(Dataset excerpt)
┌────────
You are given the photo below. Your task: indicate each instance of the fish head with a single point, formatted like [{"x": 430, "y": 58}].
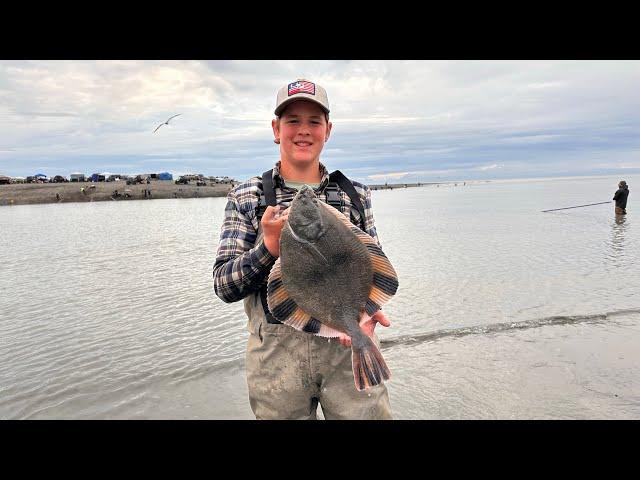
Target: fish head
[{"x": 305, "y": 218}]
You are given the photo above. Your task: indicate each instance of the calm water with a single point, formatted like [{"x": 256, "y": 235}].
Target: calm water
[{"x": 107, "y": 310}]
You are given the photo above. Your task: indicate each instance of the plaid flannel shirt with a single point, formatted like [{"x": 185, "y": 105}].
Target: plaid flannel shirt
[{"x": 243, "y": 262}]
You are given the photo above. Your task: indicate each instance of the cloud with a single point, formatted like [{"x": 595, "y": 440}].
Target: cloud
[{"x": 411, "y": 118}]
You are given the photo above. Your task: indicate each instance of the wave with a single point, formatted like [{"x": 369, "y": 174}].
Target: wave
[{"x": 502, "y": 327}]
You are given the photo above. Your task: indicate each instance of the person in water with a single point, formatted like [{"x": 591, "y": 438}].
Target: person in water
[
  {"x": 621, "y": 198},
  {"x": 290, "y": 372}
]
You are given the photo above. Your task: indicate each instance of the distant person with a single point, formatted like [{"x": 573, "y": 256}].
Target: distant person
└────────
# The request
Reproduce every line of the data in full, from the line containing "of the person" down to the end of the data. Add 132 to each coordinate value in the answers.

# Result of this exercise
You are given the photo above. Your task: indicate each instance of the person in water with a single point, formatted like [{"x": 591, "y": 438}].
Target: person in water
[
  {"x": 753, "y": 330},
  {"x": 422, "y": 504}
]
You are given the photo above. Your task: indicate each instance of the distant person with a single point, formatted like [{"x": 573, "y": 256}].
Target: distant person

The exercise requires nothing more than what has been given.